• [Task list]
• A. According to the glassy-winged sharpshooter summary, where was the epidemic of Pierce's disease of grapevines identified?
• B. Based on the glassy-winged sharpshooter summary, decide whether each statement below agrees with it. Answer yes or no for each and quote the words that decide it. (i) Area-wide insecticide treatment programs started in Temecula in spring 2000. (ii) The article was published in 2005. (iii) Localized abatement actions were carried out in communities in the Coachella Valley.
• C. Continue the glassy-winged sharpshooter summary after its final sentence.

*** Reading passage

Submitted to: Journal of Economic Entomology
Publication Type: Peer Reviewed Journal
Publication Acceptance Date: 9/19/2005
Publication Date: 2/1/2006
Citation: Prabhaker, N., Castle, S.J., Byrne, F.J., Henneberry, T.J., Toscano, N.C. 2006. Establishment of baseline susceptibility data to various insecticides for glassy-winged sharpshooter, homalodisca coagulata say (homoptera: cicadellidae) by comparative bioassay techniques. Journal of Economic Entomology 99:141-154. Interpretive Summary: Control efforts for the glassy-winged sharpshooter (GWSS) in California began in earnest in 2000 soon after the epidemic of Pierce’s disease of grapevines was identified in the wine grape region of Temecula (Riverside Co.) in southern California. Area-wide insecticide treatment programs began in Temecula in spring 2000 and were followed in subsequent years by programs in the Coachella Valley (Riverside Co.) and in Kern and Ventura counties. In addition, more localized abatement actions were carried out in a number of communities in the San Joaquin Valley in an attempt to prevent GWSS populations from increasing and spreading. With widespread exposure to a diversity of insecticides and insecticidal modes of action taking place, the current research was initiated to determine baseline responses of GWSS populations to insecticides as part of a resistance monitoring and management program. Regional differences in responses suggest intrinsic potential for increasing tolerance or resistance to some insecticides, and thus resistance management programs should be implemented where intensive insecticide use against GWSS is occurring.

******
*** Records shown

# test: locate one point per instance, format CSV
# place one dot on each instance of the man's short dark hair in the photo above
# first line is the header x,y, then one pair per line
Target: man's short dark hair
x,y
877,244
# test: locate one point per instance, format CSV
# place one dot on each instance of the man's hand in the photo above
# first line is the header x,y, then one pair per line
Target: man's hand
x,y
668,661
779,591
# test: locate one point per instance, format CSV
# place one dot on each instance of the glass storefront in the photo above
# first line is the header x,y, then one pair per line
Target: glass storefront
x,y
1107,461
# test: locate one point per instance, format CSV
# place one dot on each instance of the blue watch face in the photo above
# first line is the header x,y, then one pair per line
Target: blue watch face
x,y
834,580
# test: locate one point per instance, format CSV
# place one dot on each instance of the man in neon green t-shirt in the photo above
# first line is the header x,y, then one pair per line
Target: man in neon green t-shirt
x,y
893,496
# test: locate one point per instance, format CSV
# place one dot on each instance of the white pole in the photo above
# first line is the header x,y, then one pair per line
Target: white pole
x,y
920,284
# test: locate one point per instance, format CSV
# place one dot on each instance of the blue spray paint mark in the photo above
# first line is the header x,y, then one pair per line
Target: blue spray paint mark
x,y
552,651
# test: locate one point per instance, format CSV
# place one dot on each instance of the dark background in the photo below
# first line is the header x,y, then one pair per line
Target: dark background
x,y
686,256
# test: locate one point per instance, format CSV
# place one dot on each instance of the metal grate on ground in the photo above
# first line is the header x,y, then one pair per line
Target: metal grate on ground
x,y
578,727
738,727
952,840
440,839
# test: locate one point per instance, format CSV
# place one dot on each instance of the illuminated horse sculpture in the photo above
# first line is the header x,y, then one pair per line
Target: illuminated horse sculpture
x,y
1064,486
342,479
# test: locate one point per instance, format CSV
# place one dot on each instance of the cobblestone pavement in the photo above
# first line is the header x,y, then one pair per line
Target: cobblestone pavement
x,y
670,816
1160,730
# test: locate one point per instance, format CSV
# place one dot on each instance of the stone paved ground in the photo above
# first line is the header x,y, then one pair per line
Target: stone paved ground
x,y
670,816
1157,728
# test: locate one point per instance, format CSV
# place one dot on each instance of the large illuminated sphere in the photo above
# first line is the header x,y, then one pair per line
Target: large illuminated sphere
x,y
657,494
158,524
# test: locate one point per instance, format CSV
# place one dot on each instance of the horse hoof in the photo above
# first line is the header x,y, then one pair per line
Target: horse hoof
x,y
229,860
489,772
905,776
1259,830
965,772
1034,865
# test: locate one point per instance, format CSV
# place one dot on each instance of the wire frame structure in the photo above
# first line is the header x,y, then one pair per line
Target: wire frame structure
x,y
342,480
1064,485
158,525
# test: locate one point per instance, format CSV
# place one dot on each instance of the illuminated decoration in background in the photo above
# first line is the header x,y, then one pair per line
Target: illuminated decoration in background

******

• [Answers in order]
• A. In the wine grape region of Temecula (Riverside Co.) in southern California.

• B.
(i) Yes: "Area-wide insecticide treatment programs began in Temecula in spring 2000"
(ii) No: "Publication Date: 2/1/2006"
(iii) No: "more localized abatement actions were carried out in a number of communities in the San Joaquin Valley"

• C.
Technical Abstract: Glassy-winged sharpshooter (GWSS), Homalodisca coagulata, adults from three locations in California were subjected to insecticide bioassays to establish baseline toxicity. Initially, two bioassay techniques, petri dish and leaf dip, were compared to determine the most useful method to establish baseline susceptibility data under laboratory and greenhouse conditions. Comparative dose-response data were determined by both techniques to endosulfan, dimethoate, cyfluthrin and acetamiprid. Toxic values were similar to some insecticides with both techniques but not for all insecticides revealing susceptibility differences among the three populations of GWSS. In subsequent tests, the petri dish technique was selected to establish baseline susceptibility data to various contact insecticides. A systemic uptake bioassay was adapted to estimate dose-mortality responses to a systemic insecticide, imidacloprid. A two-year comparison of toxicological responses showed all three populations of GWSS to be highly susceptible to ten insecticides, including chlorpyrifos, dimethoate, endosulfan, bifenthrin, cyfluthrin, esfenvalerate, fenpropathrin, acetamiprid, imidacloprid and thiamethoxam. In general, two pyrethroids, bifenthrin and esfenvalerate were the most toxic compounds, followed by two neonicotinoids, acetamiprid and imidacloprid. The LC50s for all insecticides tested were lower than concentrations used as recommended field rates. Baseline data varied for the three geographically distinct GWSS populations with the petri dish technique. Adult GWSS collected from San Bernardino county were significantly more susceptible to select pyrethroids compared with adults from Riverside or Kern counties. Adults from San Bernardino county were also more sensitive to two neonicotinoids, acetamiprid and imidacloprid. The highest LC50 values were to endosulfan, which nonetheless proved highly toxic to GWSS from all three regions. In the majority of the tests mortality increased over time resulting in increased susceptibility at 48 h compared to 24 h. These results indicate a wide selection of highly effective insecticides that could aid in managing GWSS populations in California.